[Referring expression pointing data]
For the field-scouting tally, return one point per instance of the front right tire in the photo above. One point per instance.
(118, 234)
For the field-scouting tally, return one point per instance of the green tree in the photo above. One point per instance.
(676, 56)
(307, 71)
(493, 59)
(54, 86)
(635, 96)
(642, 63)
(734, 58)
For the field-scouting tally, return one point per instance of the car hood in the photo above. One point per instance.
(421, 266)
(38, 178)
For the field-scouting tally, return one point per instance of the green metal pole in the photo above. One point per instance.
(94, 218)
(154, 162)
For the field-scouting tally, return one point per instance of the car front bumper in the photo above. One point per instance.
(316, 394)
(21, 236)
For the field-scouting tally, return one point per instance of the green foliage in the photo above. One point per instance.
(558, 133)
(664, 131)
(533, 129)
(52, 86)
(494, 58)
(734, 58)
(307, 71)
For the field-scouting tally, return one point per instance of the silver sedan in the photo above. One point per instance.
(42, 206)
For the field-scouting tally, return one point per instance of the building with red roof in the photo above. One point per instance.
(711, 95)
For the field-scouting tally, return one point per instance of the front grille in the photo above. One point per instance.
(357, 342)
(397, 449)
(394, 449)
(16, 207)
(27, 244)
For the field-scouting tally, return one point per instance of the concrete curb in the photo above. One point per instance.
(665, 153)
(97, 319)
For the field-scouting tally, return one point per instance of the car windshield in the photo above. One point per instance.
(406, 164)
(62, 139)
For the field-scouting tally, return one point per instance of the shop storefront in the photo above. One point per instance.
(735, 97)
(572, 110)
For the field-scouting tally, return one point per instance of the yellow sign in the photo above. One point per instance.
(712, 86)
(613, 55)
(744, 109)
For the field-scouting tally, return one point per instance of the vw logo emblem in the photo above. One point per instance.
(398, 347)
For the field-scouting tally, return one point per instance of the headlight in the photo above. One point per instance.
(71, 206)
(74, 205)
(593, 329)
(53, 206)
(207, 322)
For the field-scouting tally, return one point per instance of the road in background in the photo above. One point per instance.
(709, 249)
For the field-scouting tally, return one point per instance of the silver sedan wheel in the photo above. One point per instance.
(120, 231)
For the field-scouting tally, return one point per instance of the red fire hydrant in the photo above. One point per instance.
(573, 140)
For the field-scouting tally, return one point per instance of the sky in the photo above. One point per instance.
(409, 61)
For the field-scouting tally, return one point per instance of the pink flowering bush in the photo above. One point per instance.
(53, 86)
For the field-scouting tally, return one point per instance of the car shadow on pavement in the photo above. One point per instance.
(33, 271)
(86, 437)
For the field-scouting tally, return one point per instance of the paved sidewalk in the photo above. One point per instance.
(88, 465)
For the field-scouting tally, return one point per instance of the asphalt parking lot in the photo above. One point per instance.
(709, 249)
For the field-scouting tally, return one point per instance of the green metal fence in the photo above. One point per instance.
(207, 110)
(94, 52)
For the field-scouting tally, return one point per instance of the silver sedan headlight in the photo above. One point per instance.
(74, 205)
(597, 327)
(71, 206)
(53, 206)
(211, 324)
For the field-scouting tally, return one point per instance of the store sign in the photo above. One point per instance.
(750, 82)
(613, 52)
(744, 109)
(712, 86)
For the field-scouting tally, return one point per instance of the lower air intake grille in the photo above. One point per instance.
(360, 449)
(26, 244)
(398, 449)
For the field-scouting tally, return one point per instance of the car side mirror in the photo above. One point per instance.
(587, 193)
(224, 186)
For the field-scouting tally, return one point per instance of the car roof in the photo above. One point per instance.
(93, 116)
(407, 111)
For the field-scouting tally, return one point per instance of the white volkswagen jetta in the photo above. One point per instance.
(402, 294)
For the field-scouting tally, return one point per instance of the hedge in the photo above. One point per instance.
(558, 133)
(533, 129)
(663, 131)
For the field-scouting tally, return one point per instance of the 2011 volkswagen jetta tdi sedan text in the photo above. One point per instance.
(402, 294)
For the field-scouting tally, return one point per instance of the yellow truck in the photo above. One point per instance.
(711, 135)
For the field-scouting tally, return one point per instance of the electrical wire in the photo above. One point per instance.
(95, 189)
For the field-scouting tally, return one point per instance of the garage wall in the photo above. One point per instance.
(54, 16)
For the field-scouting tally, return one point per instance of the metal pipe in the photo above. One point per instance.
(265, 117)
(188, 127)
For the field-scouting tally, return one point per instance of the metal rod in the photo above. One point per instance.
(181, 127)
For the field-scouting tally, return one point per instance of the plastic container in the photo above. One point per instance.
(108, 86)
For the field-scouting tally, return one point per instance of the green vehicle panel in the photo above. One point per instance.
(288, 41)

* EXERCISE INSTRUCTIONS
Every record above is to be copied out exactly.

* ANSWER SECTION
For the field-scouting tally, return one point per instance of the front right tire in the photo above. One point per instance.
(118, 234)
For the field-scouting tally, return one point per instance of the green tree in the photo above. One point per instance.
(676, 56)
(307, 71)
(493, 59)
(54, 86)
(635, 96)
(642, 63)
(734, 58)
For the field-scouting tally, return one point per instance of the car hood in the photo above. One point per instance.
(421, 266)
(38, 178)
For the field-scouting tally, return one point per instance of the green metal pole in the photo above. One point per instance.
(94, 218)
(154, 162)
For the field-scouting tally, return one point per instance of the car front bumper in the photo above. One point per instance.
(316, 394)
(21, 236)
For the field-scouting tally, return one point per instance of the green foliage in the photo above. One point per instance.
(558, 133)
(664, 131)
(533, 129)
(52, 86)
(494, 58)
(734, 58)
(307, 71)
For the field-scouting tally, return one point per instance of the silver sedan in the photo above. One point per instance.
(42, 206)
For the field-scouting tally, return one point per instance of the building with red roof in the photo above. One point per instance.
(711, 95)
For the field-scouting tally, return one point per instance of the front grille in the photo above. One point per instance.
(357, 342)
(397, 449)
(394, 449)
(16, 207)
(27, 244)
For the field-scouting tally, return one point per instance of the concrete curb in the photo above. One point per instance.
(665, 153)
(97, 319)
For the field-scouting tally, return one point per instance of the car windshield in the photo above. One point per instance.
(406, 164)
(62, 139)
For the field-scouting tally, return one point per instance of the shop storefront in the photo above. One point per instance.
(735, 97)
(572, 110)
For the field-scouting tally, return one point per instance of the yellow sign in the photo above. One point per instance.
(712, 86)
(613, 55)
(744, 109)
For the field-scouting tally, return one point per instance of the vw logo emblem in the photo above. One point per instance.
(398, 347)
For the field-scouting tally, return one point per instance of the headlight in the photo above. One point per instance.
(71, 206)
(74, 205)
(593, 329)
(53, 206)
(207, 322)
For the field-scouting tally, return one point per instance of the road in background in the photo above. One point per instance.
(709, 249)
For the field-scouting tally, return one point per instance of the silver sedan wheel in the photo above. One point per instance.
(120, 231)
For the field-scouting tally, return one point per instance of the red fire hydrant in the photo above. One point per instance.
(573, 140)
For the field-scouting tally, return one point per instance of the sky in the photo above. One point per instance.
(409, 61)
For the field-scouting tally, return one point per instance of the pink flowering bush in the photo above. One point per instance.
(53, 86)
For the field-scouting tally, return one point per instance of the car shadow on pavement in the photo above. One point per instance.
(33, 271)
(86, 437)
For the field-scouting tally, return one point per instance of the paved sidewalk in the photo above. One point per instance.
(88, 465)
For the field-scouting tally, return one point per instance of the asphalt parking lot in the photo above. One point per instance.
(709, 249)
For the field-scouting tally, return one point per instance of the green metal fence in the photo above. One point per instance.
(207, 110)
(94, 52)
For the field-scouting tally, return one point per instance of the silver sedan headlight in the photo above. One point per instance.
(74, 205)
(597, 327)
(71, 206)
(53, 206)
(211, 324)
For the field-scouting tally, return one point per instance of the store sign in the photo above. One point per instance.
(750, 82)
(613, 52)
(744, 109)
(712, 86)
For the field-scouting tally, return one point per instance of the lower air intake grille in the photo above. One point per instance.
(360, 449)
(26, 244)
(398, 449)
For the field-scouting tally, return one point per instance of the car side mirror in the photo above. One point per instance.
(587, 193)
(224, 186)
For the field-scouting tally, return one point per instance of the car roof in the photo above. One point per instance.
(93, 116)
(407, 111)
For the field-scouting tally, return one point per instance of the white volkswagen jetta in the photo above. One point per instance.
(402, 294)
For the field-scouting tally, return one point per instance of the hedge in the photo above. One point per instance.
(558, 133)
(533, 129)
(663, 131)
For the field-scouting tally, return one point per instance of the 2011 volkswagen jetta tdi sedan text in the photo above. One point per instance.
(402, 294)
For the field-scouting tally, return one point per instance of the yellow truck in the photo above. One point per instance.
(711, 135)
For the field-scouting tally, return one point per instance of the electrical wire in the photo above. One point per instance.
(95, 189)
For the field-scouting tally, return one point per instance of the garage wall in the photo above. One point per instance.
(54, 16)
For the field-scouting tally, return one point per instance of the metal pipe in the photo above. One point per instance.
(265, 117)
(188, 127)
For the field-scouting tally, return one point per instance of the metal rod in the photo above. One point per instance.
(181, 127)
For the field-scouting tally, return one point per instance of the plastic container in the photo above. One point per instance.
(108, 86)
For the field-scouting tally, return one point per instance of the green vehicle panel in the photo above. One point per instance.
(288, 41)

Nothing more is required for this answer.